REQUIRED ACTION:
Which lines of the entries below contain the string "lanyard"? Copy each one.

─── SUPPLIED ENTRIES ───

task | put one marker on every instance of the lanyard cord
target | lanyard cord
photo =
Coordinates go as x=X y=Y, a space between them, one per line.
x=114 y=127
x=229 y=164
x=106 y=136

───

RESPONSE TO THIS EXERCISE:
task | put one marker on every instance of the lanyard cord
target | lanyard cord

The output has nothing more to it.